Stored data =
######
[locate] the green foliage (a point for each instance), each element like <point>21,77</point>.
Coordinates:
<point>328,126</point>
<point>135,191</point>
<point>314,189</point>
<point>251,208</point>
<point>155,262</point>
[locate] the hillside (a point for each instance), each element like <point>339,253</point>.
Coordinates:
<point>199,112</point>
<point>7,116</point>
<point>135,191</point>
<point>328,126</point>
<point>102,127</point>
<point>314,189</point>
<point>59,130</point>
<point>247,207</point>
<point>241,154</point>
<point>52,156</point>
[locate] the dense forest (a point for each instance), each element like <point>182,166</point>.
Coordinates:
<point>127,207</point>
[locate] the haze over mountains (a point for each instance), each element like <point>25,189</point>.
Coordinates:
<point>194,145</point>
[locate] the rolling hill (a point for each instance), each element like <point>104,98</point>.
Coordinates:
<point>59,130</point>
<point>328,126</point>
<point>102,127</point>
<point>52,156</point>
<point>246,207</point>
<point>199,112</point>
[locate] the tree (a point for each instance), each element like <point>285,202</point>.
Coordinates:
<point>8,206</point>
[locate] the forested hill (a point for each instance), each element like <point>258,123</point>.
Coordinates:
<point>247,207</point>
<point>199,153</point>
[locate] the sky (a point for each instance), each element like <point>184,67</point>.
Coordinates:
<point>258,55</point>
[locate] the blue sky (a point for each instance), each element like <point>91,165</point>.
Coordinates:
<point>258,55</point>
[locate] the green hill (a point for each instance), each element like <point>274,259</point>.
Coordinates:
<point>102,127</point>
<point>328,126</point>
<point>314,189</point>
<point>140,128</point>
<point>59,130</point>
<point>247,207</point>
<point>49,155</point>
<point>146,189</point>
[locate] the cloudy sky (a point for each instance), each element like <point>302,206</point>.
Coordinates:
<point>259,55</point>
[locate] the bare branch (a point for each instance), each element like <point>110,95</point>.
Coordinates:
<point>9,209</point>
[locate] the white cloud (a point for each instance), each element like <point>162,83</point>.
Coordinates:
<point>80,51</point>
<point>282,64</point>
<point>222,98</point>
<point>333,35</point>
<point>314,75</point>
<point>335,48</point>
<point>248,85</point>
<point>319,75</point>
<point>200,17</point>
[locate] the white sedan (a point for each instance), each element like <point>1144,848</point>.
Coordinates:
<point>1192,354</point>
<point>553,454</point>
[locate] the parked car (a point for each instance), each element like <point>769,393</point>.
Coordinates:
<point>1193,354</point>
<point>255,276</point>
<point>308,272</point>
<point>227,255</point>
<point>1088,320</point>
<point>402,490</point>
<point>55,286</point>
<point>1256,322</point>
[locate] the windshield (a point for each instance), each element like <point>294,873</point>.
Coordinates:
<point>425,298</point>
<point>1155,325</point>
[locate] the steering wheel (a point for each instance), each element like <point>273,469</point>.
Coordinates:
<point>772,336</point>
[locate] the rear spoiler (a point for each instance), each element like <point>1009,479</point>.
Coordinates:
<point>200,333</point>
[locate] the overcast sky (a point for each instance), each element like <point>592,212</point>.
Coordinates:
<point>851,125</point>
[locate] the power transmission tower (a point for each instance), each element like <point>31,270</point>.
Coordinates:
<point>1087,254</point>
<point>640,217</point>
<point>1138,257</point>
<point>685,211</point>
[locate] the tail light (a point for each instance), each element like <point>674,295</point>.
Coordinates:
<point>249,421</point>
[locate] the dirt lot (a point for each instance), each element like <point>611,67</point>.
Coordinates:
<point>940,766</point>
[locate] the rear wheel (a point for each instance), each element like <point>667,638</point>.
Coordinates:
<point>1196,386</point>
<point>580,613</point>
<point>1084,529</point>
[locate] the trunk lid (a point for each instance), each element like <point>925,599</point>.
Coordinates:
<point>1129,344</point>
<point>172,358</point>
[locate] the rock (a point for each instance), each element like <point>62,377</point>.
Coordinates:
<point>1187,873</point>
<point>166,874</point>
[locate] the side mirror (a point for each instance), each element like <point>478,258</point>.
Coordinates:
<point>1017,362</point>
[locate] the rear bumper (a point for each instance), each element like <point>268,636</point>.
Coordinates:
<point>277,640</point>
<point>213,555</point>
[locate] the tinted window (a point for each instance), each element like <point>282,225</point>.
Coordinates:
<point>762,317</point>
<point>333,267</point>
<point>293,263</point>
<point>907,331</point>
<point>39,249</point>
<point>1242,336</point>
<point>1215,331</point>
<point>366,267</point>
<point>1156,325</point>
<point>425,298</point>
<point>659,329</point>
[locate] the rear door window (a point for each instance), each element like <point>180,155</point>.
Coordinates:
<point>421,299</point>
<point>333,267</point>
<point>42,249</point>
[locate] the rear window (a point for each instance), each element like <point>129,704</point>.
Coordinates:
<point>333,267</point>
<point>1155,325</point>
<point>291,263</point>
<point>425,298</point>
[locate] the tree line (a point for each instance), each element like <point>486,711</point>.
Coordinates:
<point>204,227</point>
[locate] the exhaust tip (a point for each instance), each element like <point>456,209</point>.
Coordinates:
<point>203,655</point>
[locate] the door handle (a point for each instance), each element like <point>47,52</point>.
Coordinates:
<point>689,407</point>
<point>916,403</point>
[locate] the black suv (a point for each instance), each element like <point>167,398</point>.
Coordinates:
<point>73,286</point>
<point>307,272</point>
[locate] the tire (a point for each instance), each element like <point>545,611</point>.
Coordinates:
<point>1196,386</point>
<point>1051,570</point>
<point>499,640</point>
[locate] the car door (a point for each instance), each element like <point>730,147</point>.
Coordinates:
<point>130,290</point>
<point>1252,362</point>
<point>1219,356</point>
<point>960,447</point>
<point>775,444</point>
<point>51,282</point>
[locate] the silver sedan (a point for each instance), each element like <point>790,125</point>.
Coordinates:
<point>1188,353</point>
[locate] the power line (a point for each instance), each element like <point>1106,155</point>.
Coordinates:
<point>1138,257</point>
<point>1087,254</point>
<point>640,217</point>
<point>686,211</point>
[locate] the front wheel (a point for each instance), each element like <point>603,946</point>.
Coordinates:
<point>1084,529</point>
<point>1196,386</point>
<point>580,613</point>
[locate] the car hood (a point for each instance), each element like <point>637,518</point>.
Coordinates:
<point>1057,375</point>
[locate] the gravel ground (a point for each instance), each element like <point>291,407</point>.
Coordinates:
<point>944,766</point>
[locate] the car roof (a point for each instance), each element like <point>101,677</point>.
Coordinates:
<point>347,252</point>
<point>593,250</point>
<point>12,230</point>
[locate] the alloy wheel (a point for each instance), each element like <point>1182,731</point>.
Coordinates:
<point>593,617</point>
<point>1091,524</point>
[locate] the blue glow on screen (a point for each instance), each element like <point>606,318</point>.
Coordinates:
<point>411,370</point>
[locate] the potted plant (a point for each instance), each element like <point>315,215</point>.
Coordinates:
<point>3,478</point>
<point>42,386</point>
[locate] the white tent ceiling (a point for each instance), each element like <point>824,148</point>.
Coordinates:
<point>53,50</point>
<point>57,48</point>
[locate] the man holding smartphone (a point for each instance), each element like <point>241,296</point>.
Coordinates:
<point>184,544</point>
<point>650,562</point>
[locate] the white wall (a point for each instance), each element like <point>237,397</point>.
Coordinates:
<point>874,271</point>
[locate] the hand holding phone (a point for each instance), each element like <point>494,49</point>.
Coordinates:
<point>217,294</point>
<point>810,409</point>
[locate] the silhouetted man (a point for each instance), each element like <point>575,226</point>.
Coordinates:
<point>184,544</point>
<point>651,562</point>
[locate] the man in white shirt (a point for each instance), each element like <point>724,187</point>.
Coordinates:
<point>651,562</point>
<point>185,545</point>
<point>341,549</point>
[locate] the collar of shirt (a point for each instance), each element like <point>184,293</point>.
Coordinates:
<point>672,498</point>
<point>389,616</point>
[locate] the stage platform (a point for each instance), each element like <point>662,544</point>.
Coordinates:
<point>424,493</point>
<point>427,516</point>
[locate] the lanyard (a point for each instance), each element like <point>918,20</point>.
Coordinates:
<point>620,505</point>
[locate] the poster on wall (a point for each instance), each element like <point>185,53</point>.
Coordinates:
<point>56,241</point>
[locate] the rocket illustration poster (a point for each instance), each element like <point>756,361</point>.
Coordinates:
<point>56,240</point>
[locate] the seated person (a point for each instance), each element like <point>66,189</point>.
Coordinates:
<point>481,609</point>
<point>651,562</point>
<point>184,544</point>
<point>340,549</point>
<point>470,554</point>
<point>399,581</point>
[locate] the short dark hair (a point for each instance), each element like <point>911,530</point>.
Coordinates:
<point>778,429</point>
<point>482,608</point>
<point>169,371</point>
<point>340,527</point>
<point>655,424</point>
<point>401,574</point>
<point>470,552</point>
######
AIM OF THE EXERCISE =
Go through the data, and copy each line in which the word "green" appears.

OUTPUT =
[locate] the green foliage (a point for each instance), each element like <point>21,77</point>.
[locate] the green hill (a point for each instance), each element like <point>274,259</point>.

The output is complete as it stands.